▶ [STATED PROBLEM] Which lines in the data below contain the string "sleeve"? Pick out and copy each of them, matching case exactly.

(Extracted records)

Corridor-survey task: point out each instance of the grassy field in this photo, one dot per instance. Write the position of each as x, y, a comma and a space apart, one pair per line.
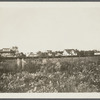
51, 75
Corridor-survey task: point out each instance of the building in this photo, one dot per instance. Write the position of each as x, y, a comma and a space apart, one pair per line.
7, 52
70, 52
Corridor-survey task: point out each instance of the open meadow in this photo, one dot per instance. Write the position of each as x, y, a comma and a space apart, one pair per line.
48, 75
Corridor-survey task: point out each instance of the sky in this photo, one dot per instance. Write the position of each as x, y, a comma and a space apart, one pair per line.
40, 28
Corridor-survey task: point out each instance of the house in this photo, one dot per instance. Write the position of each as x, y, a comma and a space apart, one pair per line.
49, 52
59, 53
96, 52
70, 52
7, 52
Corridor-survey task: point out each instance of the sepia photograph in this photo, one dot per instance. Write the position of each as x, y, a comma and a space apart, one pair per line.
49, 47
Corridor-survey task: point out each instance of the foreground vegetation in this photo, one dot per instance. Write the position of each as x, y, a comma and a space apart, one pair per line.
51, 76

--

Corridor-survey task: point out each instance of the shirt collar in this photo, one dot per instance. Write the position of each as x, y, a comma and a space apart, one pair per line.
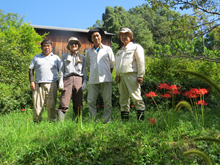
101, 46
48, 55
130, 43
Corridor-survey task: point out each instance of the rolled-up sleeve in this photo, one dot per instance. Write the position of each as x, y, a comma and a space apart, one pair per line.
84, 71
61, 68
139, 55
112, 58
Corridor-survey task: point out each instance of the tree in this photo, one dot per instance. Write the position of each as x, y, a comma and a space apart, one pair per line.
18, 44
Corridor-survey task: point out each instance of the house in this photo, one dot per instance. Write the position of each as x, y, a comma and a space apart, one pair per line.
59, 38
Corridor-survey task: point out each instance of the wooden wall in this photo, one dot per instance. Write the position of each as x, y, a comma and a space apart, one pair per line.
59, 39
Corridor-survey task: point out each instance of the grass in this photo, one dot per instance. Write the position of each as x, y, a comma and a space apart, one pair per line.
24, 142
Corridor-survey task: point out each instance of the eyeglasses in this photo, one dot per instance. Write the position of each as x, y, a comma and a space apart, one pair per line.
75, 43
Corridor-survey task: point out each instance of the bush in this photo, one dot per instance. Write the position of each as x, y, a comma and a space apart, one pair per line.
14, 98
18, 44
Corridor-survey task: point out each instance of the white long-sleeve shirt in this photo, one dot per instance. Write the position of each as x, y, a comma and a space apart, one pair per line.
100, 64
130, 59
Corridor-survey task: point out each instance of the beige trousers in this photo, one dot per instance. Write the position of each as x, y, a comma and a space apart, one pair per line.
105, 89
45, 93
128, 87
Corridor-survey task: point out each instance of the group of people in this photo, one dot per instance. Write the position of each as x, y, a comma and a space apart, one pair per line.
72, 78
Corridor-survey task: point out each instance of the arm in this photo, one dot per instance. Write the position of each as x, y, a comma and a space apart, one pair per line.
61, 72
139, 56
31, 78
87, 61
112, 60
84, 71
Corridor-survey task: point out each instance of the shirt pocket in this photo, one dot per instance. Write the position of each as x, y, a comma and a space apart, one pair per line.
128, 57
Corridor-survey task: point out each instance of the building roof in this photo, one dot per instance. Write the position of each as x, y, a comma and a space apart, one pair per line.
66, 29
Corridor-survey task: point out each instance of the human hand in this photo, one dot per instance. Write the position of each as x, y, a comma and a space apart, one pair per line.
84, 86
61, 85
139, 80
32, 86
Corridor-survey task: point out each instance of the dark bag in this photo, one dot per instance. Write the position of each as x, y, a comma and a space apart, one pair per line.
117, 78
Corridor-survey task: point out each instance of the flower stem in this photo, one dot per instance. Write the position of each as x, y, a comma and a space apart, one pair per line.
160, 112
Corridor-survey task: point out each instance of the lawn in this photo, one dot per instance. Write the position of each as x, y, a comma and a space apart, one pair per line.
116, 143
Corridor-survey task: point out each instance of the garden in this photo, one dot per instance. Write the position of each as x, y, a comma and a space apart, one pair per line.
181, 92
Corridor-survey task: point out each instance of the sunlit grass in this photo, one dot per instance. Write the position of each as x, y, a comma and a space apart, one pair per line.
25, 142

▶ [FULL SOLUTION]
Corridor-survey task: point out each instance of the rolled-up sleeve in this photo, one dot per instance. Write the position of each as x, y, a comma and a space apart, one pair per line.
Corridor-survey task: point out each instance of the white long-sleeve shirt in this photo, one dot per instance. Write the position of each as x, y, a comma and a space apart, one pair per line.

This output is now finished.